Task: Rewrite these items with "single-point marking" swapped for "one-point marking" everywhere it occurs, keeping every other word unchanged.

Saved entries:
++++++++++
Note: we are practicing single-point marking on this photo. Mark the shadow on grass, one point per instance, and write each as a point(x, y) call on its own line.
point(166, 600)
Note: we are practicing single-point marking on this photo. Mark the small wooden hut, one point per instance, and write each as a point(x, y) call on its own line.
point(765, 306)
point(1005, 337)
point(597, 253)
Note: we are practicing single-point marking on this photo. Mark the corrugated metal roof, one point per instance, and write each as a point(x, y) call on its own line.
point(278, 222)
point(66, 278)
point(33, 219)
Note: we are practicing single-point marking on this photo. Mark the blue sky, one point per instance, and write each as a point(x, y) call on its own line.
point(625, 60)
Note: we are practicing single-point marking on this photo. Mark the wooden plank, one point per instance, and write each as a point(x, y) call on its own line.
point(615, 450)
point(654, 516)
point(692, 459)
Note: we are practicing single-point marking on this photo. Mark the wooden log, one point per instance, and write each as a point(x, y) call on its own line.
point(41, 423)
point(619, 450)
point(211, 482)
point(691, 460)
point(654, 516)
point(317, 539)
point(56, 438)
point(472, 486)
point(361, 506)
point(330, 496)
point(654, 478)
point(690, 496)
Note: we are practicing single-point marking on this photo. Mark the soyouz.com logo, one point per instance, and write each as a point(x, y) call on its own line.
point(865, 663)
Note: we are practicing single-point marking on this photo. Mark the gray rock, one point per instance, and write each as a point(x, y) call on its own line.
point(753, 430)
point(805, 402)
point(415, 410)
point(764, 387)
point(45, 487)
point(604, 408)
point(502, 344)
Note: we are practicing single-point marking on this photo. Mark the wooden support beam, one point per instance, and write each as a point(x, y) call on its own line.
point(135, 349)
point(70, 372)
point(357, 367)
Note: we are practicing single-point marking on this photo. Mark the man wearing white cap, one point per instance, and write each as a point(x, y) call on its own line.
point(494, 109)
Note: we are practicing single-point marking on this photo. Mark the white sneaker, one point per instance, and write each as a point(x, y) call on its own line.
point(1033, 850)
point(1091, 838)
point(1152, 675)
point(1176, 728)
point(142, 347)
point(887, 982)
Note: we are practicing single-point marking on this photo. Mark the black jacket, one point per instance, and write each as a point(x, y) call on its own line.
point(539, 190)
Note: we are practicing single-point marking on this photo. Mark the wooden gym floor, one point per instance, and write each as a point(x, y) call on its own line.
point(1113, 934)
++++++++++
Worked solution:
Note: we are practicing one-point marking on this photo. Mark the shadow on grass, one point per instance, and write each as a point(x, y) call on its own line.
point(166, 600)
Note: we are practicing one-point marking on this photo. Mark the small wooden hut, one point per instance, and write each as a point(x, y) call on its own line.
point(765, 306)
point(1005, 337)
point(597, 253)
Note: we are practicing one-point marking on this photo. Mark the corrugated metal roof, one point per instance, and write each as a point(x, y) call on its own line.
point(278, 222)
point(66, 278)
point(33, 219)
Note: we are practicing one-point marking on this photo. Mark the blue sky, one point per instance, and write each as a point(x, y) call on its own line.
point(625, 60)
Note: we are practicing one-point marking on this photo. Mark the wooden plank, one point per instance, and write each as a point(x, y) call on its own line.
point(615, 450)
point(654, 516)
point(692, 459)
Note: we are practicing one-point marking on this photo. Mark the wooden log, one point per instance, and write each as a point(x, y) call on its own line.
point(41, 423)
point(619, 450)
point(211, 482)
point(691, 460)
point(654, 516)
point(317, 539)
point(56, 438)
point(472, 486)
point(361, 506)
point(330, 496)
point(654, 478)
point(690, 496)
Note: we are practicing one-point marking on this photo. Mark the soyouz.com logo, one point per instance, and write each as a point(x, y) call on its own line.
point(865, 663)
Note: we are practicing one-point marking on this photo. Mark the gray rock, one point per instance, and write each as a point(x, y) call on its own line.
point(753, 430)
point(805, 402)
point(415, 410)
point(764, 387)
point(45, 487)
point(604, 408)
point(502, 344)
Note: we are practicing one-point marking on this photo. Mark the wooden support beam, one point per instance, and write each as a point(x, y) call on its own line.
point(135, 349)
point(70, 372)
point(357, 367)
Note: we are practicing one-point marking on this photo. Mark the man wearing white cap, one point per instance, and write each as a point(x, y) call on its own line.
point(494, 109)
Note: we are practicing one-point marking on this photo. Mark the white sneaker, one point per instance, and write each as a point(x, y) call on its own line.
point(1033, 850)
point(1091, 838)
point(1152, 675)
point(1176, 728)
point(142, 347)
point(887, 982)
Note: we are practicing one-point marking on this photo. Mark the black jacket, one point per instance, and write each as a point(x, y) call on its own line.
point(539, 190)
Note: we are practicing one-point marking on this photo. Mark the wooden gym floor, one point per instance, and write each as a point(x, y) call on its own line.
point(1113, 934)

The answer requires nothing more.